What is needed: Reproduce verbatim the part of the records that opens with the line containing "slipper orchid present." and closes with the line containing "[96,90,162,236]", including both of those lines.

Data to use:
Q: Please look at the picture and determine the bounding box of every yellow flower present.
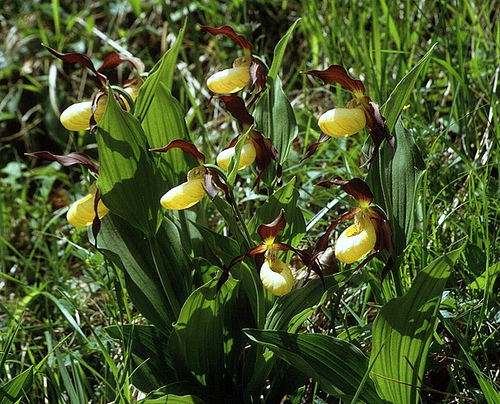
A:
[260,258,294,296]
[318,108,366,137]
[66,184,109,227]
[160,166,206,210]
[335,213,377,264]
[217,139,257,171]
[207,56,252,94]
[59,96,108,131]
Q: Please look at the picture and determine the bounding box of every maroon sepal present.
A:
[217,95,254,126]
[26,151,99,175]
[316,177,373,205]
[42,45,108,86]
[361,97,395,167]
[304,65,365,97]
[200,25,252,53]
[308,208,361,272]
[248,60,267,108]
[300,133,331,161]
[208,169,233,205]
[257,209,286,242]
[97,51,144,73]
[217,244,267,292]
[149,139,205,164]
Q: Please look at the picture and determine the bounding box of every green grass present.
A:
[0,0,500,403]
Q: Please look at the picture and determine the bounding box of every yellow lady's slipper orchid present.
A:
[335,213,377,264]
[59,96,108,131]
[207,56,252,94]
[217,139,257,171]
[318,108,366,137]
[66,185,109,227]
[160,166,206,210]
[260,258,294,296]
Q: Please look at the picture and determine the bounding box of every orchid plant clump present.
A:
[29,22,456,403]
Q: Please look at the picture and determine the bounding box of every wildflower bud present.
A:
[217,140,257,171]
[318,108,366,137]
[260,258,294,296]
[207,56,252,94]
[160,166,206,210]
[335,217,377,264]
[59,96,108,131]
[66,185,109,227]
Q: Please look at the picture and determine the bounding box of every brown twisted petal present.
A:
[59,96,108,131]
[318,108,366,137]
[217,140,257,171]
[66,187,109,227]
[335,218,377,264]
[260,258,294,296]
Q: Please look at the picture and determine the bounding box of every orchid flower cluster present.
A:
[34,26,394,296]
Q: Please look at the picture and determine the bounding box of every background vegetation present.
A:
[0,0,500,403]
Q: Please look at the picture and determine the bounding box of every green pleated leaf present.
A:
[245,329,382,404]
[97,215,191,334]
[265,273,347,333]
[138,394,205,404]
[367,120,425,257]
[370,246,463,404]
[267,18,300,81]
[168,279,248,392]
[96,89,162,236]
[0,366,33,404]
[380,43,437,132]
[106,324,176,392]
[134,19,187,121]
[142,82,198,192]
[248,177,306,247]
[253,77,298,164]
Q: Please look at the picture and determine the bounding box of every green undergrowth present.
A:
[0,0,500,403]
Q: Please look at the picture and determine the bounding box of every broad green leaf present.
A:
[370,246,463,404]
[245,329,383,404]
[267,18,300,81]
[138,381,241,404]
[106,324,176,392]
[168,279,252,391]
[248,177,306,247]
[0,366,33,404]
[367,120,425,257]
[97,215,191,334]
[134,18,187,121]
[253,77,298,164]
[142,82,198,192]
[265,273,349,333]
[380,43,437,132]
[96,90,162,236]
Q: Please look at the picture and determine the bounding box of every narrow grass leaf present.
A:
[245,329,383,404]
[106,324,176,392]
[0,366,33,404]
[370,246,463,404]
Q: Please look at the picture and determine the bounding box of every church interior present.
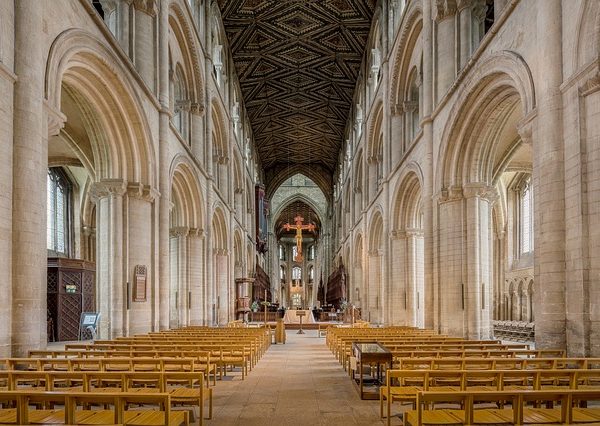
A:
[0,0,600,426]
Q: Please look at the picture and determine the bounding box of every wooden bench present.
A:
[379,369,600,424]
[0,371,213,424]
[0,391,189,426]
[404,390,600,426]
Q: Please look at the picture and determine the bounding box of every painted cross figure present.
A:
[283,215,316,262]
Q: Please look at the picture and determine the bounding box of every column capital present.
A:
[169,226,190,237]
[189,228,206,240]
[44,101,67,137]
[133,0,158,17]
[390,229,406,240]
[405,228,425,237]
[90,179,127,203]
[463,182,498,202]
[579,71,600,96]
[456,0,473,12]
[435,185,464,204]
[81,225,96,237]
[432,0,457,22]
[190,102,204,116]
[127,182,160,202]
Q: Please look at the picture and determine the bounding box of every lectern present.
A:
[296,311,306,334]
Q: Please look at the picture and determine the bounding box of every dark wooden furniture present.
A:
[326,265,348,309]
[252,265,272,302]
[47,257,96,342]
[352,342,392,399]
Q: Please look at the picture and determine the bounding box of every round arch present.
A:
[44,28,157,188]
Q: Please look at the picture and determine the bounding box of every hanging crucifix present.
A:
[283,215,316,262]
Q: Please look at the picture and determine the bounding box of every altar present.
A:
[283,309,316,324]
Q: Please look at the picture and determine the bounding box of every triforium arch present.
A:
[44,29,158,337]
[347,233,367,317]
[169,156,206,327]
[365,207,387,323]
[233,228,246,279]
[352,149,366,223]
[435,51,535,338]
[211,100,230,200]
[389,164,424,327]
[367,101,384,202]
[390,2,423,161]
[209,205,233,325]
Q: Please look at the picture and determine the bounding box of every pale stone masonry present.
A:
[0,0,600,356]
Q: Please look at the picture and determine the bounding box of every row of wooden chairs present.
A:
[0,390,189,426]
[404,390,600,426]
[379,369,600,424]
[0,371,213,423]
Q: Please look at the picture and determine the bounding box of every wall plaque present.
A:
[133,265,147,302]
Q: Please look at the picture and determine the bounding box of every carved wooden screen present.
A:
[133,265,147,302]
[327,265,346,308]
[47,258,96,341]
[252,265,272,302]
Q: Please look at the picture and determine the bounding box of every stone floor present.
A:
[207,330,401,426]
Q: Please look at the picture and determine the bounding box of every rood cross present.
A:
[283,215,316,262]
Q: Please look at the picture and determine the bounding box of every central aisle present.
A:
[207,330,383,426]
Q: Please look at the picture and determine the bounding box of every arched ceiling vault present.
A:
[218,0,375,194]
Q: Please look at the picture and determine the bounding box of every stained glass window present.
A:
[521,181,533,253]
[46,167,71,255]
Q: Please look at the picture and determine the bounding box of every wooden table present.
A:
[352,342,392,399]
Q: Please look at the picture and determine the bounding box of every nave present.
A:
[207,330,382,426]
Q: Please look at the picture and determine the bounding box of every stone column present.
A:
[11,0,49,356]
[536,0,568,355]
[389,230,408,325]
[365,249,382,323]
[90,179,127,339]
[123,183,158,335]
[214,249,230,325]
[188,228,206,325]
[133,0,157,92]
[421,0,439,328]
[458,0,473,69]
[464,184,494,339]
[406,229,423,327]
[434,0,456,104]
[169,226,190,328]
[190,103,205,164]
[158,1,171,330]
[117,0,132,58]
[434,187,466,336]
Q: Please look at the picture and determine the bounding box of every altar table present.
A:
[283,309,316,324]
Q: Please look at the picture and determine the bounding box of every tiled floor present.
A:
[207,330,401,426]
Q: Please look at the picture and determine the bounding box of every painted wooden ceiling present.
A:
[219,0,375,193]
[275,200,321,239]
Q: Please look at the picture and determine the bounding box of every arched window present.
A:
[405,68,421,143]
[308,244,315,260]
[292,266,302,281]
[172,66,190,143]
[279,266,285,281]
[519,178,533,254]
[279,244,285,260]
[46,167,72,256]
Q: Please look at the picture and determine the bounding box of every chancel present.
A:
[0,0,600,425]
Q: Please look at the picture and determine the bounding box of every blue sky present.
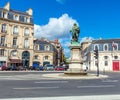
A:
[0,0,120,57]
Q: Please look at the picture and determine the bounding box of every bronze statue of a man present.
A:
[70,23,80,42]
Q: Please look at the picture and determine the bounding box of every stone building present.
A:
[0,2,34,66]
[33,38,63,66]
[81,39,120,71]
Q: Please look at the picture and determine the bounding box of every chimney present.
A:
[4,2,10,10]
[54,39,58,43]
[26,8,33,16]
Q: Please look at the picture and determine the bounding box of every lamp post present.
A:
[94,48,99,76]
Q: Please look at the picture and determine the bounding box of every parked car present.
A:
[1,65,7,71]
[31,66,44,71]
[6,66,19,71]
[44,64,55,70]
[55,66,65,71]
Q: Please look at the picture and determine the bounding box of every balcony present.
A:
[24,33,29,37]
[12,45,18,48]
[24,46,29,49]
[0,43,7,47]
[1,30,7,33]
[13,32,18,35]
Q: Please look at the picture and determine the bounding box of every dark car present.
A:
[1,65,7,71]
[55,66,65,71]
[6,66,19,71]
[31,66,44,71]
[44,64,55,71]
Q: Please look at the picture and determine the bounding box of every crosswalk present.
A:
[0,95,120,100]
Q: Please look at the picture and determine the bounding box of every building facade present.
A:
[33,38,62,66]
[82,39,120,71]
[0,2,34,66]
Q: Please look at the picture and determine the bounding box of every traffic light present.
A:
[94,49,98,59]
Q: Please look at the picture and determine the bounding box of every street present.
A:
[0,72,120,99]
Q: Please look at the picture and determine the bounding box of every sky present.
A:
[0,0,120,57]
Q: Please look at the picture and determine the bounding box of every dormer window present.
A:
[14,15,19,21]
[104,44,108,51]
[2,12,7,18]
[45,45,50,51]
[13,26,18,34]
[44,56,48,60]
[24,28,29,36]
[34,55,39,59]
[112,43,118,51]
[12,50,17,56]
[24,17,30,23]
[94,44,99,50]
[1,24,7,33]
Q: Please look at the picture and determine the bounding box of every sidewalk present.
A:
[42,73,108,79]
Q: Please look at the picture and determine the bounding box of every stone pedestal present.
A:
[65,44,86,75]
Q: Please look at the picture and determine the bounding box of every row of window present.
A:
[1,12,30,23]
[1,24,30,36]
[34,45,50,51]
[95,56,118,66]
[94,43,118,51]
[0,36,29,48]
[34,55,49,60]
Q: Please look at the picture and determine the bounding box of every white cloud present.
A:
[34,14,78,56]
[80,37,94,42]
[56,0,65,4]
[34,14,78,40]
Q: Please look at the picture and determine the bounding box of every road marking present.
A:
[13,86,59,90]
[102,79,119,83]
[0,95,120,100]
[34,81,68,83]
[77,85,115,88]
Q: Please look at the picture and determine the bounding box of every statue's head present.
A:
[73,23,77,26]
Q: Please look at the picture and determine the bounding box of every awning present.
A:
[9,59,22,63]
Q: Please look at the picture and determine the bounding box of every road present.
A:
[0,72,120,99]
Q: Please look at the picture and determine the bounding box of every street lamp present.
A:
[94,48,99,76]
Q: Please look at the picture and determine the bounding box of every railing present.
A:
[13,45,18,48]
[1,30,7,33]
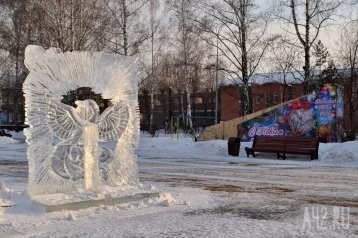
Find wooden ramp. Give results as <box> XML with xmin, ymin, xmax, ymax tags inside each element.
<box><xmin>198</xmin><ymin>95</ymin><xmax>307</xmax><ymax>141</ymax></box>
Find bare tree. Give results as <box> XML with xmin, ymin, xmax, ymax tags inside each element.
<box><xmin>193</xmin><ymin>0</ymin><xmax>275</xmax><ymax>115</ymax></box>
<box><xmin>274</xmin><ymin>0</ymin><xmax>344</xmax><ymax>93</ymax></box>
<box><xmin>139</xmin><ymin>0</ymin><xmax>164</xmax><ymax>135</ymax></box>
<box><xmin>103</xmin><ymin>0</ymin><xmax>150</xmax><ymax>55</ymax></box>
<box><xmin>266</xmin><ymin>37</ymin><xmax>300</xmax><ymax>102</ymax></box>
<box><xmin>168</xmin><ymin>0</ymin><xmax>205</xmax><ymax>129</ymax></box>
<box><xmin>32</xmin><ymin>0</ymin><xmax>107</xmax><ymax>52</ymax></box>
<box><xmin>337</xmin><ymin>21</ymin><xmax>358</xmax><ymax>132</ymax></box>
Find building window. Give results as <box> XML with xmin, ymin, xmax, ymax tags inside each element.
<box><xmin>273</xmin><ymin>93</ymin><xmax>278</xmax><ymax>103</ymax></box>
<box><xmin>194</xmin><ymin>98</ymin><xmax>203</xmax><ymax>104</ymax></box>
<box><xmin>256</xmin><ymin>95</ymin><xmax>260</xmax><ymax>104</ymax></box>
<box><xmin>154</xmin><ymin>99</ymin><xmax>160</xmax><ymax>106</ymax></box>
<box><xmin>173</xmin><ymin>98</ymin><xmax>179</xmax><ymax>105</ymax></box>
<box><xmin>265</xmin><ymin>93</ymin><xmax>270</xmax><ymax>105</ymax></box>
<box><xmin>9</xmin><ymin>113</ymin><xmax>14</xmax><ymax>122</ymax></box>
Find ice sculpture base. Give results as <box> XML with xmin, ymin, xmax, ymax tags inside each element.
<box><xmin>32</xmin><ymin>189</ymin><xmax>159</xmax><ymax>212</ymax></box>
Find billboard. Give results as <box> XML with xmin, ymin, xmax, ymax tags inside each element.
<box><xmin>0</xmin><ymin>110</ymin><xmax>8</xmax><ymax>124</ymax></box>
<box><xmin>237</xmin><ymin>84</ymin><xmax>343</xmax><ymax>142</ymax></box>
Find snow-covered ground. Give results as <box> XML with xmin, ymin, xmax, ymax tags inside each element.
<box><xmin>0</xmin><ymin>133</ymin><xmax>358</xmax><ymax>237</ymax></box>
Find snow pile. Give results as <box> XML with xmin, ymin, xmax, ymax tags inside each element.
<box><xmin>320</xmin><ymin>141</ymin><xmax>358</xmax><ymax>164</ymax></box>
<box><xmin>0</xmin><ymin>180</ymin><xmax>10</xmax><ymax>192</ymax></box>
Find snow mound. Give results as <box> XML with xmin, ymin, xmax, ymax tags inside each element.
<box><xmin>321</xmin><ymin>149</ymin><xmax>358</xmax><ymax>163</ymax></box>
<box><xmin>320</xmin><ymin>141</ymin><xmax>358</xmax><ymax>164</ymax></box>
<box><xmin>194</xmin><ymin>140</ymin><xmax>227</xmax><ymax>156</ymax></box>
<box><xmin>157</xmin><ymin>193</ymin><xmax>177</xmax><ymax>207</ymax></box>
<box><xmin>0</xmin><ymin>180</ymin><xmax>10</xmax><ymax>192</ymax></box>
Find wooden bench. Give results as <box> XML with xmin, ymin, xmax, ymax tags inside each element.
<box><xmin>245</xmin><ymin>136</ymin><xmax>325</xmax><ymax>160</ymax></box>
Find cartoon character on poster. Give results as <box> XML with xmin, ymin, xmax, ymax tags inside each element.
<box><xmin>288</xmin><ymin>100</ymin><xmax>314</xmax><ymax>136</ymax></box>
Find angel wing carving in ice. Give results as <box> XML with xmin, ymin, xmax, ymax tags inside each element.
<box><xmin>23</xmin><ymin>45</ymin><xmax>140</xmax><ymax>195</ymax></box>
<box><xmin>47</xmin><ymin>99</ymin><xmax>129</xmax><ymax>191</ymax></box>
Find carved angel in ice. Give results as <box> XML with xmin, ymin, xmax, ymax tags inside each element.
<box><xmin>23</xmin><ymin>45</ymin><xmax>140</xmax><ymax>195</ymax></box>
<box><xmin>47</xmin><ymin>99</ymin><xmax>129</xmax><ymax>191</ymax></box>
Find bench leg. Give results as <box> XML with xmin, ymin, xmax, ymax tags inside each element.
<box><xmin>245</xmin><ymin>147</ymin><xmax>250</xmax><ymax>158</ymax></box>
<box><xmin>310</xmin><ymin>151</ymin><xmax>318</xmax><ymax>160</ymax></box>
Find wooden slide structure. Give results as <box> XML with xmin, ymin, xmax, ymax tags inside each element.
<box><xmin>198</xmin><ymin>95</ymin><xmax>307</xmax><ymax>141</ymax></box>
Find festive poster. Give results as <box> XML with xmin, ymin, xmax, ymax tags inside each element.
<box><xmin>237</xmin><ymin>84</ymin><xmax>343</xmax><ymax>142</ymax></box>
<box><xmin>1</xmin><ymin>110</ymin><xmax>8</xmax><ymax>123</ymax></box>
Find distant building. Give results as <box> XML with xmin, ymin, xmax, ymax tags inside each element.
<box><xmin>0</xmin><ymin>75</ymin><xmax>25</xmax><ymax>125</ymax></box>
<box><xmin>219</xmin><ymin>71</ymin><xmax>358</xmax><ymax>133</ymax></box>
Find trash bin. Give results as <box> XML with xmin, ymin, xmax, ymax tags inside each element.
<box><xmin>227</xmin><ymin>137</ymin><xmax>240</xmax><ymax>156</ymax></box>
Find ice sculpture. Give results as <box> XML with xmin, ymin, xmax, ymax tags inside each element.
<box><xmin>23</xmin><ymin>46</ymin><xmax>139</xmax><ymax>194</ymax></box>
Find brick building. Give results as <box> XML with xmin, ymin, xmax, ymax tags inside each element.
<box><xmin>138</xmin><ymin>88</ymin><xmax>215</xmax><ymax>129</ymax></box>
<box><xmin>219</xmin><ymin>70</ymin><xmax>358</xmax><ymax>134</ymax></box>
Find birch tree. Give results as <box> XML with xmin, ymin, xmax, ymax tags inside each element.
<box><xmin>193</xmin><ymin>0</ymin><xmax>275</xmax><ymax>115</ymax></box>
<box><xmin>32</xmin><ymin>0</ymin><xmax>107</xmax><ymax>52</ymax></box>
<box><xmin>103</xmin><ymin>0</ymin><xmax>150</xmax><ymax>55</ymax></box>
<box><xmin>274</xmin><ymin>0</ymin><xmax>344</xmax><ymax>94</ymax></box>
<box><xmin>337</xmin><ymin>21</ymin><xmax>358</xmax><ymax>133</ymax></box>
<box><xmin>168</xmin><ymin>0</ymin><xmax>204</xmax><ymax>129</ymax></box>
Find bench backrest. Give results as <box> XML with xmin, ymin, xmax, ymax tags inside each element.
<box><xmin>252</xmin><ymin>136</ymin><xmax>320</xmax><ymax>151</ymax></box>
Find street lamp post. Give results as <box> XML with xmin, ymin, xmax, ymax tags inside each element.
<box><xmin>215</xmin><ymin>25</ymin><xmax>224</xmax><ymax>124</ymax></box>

Exercise result:
Q: Please look at the picture and determine the bounding box of every yellow lady's slipper orchid present.
A:
[335,213,377,264]
[59,96,108,131]
[207,56,252,94]
[217,139,257,171]
[318,108,366,137]
[66,185,109,227]
[160,166,206,210]
[260,258,294,296]
Q: Please look at the picture and determine the bounding box of every orchid plant clump present.
A:
[29,22,456,403]
Q: Please look at the picture and determine the bounding box of every wildflower bud present.
A:
[217,140,257,171]
[318,108,366,137]
[260,258,294,296]
[207,56,252,94]
[160,166,206,210]
[335,217,377,264]
[59,96,108,131]
[66,185,109,227]
Q: Please look at the picture and determine the bounding box of every brown twisted petal present.
A:
[59,96,108,131]
[318,108,366,137]
[217,140,257,171]
[66,187,109,227]
[335,218,377,264]
[260,258,294,296]
Q: Please look at the picture and determine the bounding box of every orchid flower cluster present.
A:
[34,26,394,296]
Q: Please look at the picture and determine the bounding box of every background vegetation present.
A:
[0,0,500,403]
Q: Please look at the picture and determine the bounding box of every green pleated leaf present.
A:
[245,329,382,404]
[97,215,191,334]
[265,273,347,333]
[138,394,205,404]
[367,120,425,257]
[370,246,463,404]
[267,18,300,81]
[168,279,248,392]
[96,89,162,236]
[0,366,33,404]
[380,43,437,132]
[106,324,176,392]
[134,19,187,121]
[142,82,198,192]
[248,177,306,247]
[253,77,298,164]
Q: Please look at the picture and determine the bounding box of every green undergrowth present.
A:
[0,0,500,403]
Q: Please look at the picture and determine the bounding box of every broad green leaf present.
A:
[370,246,463,404]
[245,329,383,404]
[267,18,300,81]
[138,381,241,404]
[106,324,176,392]
[168,279,252,391]
[248,177,306,247]
[0,366,33,404]
[367,120,425,257]
[97,215,191,334]
[134,18,187,121]
[253,77,298,164]
[142,82,198,192]
[265,273,349,333]
[380,43,437,132]
[96,90,162,236]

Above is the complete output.